TEXT FOR ANALYSIS:
*** Begin section ***

In this section we will update 'St Lawrence' to 'St. Lawrence' in `spills_per_county` data frame.

In the next cells:
1. Check the row in `spills_per_county` that has 'St Lawrence'
2. Run the code and read the explanation in the comments
3. Run the code and read the explanation in the comments
4. Use the `st_lawrence_index` and `at` to update St Lawrence name in `spills_per_county` dataframe
5. Check the update was successfull

In [None]:
# 1. 
spills_per_county[spills_per_county.county=='St Lawrence']

In [None]:
# 2. we can get the index of that single row like this, to access the actual row index...
spills_per_county[spills_per_county.county=='St Lawrence'].index

In [None]:
# 3. we need to select the first item in that tuple using [0]
st_lawrence_index = spills_per_county[spills_per_county.county=='St Lawrence'].index[0]
st_lawrence_index

In [None]:
# 4. 
spills_per_county.at[st_lawrence_index,'county'] = 'St. Lawrence'

In [None]:
# 5.
spills_per_county.county.unique()

*** End section ***

Image-backed grounding data:
*** Begin section ***

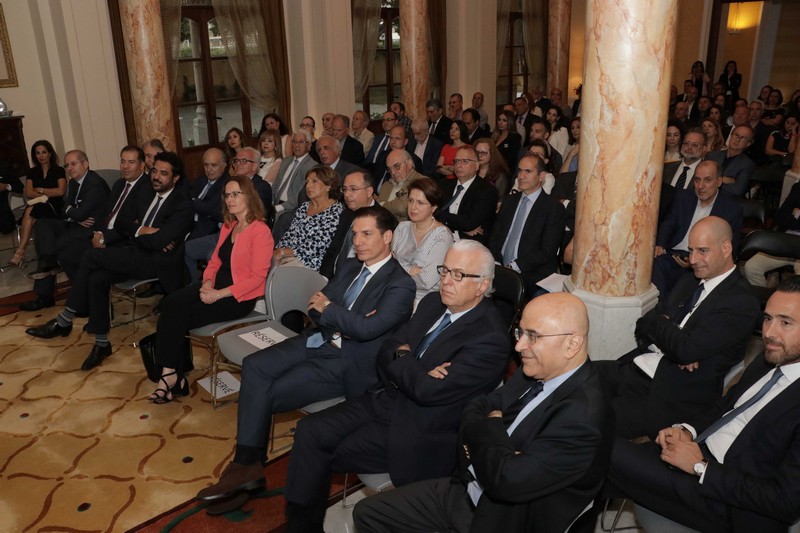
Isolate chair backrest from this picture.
[492,265,525,332]
[266,265,328,320]
[739,230,800,261]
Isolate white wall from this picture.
[2,0,126,168]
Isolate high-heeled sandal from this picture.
[8,250,25,266]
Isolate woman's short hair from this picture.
[306,165,342,200]
[222,175,266,226]
[256,130,283,159]
[408,177,443,207]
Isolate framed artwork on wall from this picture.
[0,4,19,87]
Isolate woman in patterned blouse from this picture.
[273,165,344,271]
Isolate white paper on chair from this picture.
[239,327,288,350]
[197,371,240,398]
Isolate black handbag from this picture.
[139,333,194,383]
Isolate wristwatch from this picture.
[692,461,708,477]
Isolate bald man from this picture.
[596,216,760,439]
[353,293,613,533]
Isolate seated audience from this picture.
[19,145,145,311]
[392,177,453,307]
[353,293,614,533]
[489,155,566,297]
[273,164,344,271]
[596,216,759,439]
[475,137,509,205]
[197,207,414,504]
[25,152,194,370]
[285,241,510,531]
[8,141,66,266]
[653,161,742,301]
[706,125,755,196]
[150,175,273,404]
[604,276,800,533]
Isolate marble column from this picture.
[565,0,678,359]
[545,0,572,97]
[400,0,430,118]
[119,0,175,150]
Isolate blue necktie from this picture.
[694,368,783,442]
[417,311,450,359]
[503,194,530,265]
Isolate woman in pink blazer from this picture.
[150,176,274,404]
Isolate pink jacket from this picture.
[203,220,275,302]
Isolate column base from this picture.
[564,278,658,361]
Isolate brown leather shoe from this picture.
[197,462,264,502]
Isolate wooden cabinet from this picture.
[0,115,30,176]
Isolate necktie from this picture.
[675,281,705,324]
[439,183,464,213]
[503,381,544,426]
[417,311,450,360]
[142,196,161,226]
[694,368,783,442]
[342,266,370,309]
[503,194,530,265]
[104,183,131,229]
[272,157,300,205]
[675,166,689,190]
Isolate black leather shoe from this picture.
[25,318,72,339]
[81,344,111,370]
[28,265,62,279]
[19,296,56,311]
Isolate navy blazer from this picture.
[435,176,497,243]
[489,191,567,295]
[656,187,743,257]
[406,135,444,178]
[454,360,614,533]
[374,292,511,486]
[306,258,417,398]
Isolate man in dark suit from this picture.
[706,124,756,196]
[425,98,453,144]
[596,216,759,438]
[605,276,800,533]
[197,207,416,501]
[406,118,444,178]
[353,293,614,533]
[25,152,194,370]
[489,155,566,297]
[189,148,227,239]
[19,145,151,311]
[653,161,742,300]
[278,241,511,531]
[435,146,497,243]
[311,115,364,166]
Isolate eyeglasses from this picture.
[514,328,572,344]
[436,265,483,281]
[341,185,367,194]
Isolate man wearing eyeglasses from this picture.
[352,290,614,533]
[378,148,422,222]
[706,124,756,196]
[285,241,511,531]
[435,146,497,243]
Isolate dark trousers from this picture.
[284,392,391,524]
[353,478,474,533]
[156,282,256,375]
[67,246,158,334]
[236,334,345,449]
[605,438,731,533]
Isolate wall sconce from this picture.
[728,2,742,34]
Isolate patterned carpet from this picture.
[0,298,300,532]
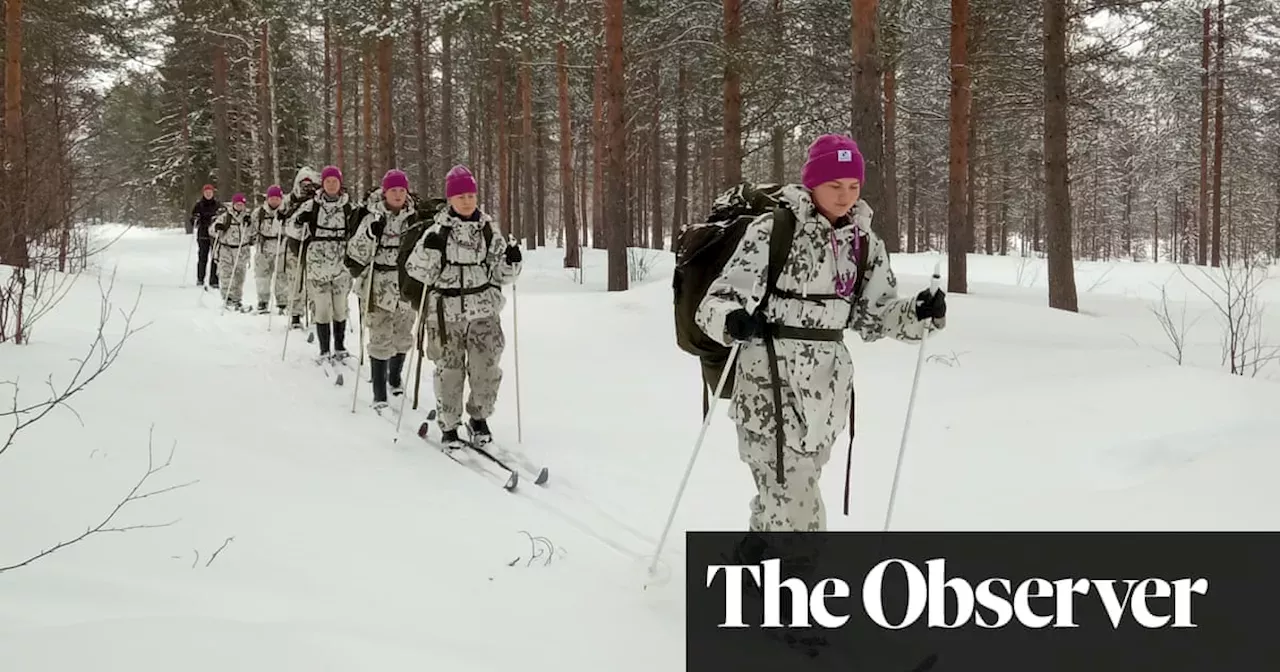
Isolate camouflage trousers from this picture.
[280,250,306,317]
[253,250,289,307]
[426,315,507,431]
[218,244,253,303]
[737,425,835,532]
[365,303,415,360]
[306,271,351,324]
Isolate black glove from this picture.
[506,244,525,264]
[915,289,947,321]
[724,308,768,340]
[422,230,444,253]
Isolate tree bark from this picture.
[322,9,333,165]
[370,0,396,175]
[671,59,689,252]
[1196,8,1212,266]
[556,0,582,269]
[947,0,967,293]
[1044,0,1079,312]
[852,0,885,245]
[604,0,632,292]
[1212,0,1226,268]
[721,0,742,188]
[412,0,431,191]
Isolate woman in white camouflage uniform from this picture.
[252,184,289,315]
[404,165,522,447]
[696,136,946,532]
[285,165,355,361]
[214,193,253,310]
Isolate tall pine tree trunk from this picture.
[322,8,333,164]
[604,0,630,292]
[375,0,396,174]
[947,0,967,293]
[520,0,538,250]
[1196,8,1212,266]
[556,0,582,269]
[721,0,742,188]
[493,1,506,227]
[1212,0,1226,268]
[413,0,430,191]
[671,59,691,252]
[1044,0,1079,312]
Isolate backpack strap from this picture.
[755,204,796,485]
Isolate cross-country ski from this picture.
[10,7,1280,672]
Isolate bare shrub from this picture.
[0,267,186,573]
[1178,255,1280,376]
[1147,283,1199,366]
[627,247,659,283]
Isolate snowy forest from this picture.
[0,0,1280,310]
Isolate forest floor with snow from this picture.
[0,225,1280,672]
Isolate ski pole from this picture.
[182,229,196,285]
[262,233,287,332]
[507,236,525,443]
[884,260,942,532]
[351,271,374,413]
[396,283,426,440]
[649,340,754,579]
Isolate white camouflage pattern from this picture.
[695,184,940,531]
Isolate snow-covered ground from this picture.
[0,227,1280,672]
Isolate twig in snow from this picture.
[0,428,198,573]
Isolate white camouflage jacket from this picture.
[695,184,932,455]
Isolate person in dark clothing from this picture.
[187,184,221,289]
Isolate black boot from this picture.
[467,417,493,445]
[387,352,404,397]
[316,323,333,357]
[369,357,387,408]
[333,320,347,358]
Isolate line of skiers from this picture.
[188,165,522,448]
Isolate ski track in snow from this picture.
[0,225,1280,672]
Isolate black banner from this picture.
[686,532,1280,672]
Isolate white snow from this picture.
[0,227,1280,672]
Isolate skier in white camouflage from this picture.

*** End section ***

THE TASK:
In the notebook excerpt on renaming 'St Lawrence', what is used together with `st_lawrence_index` to update the county name in `spills_per_county`?

PROBLEM SOLUTION:
`at`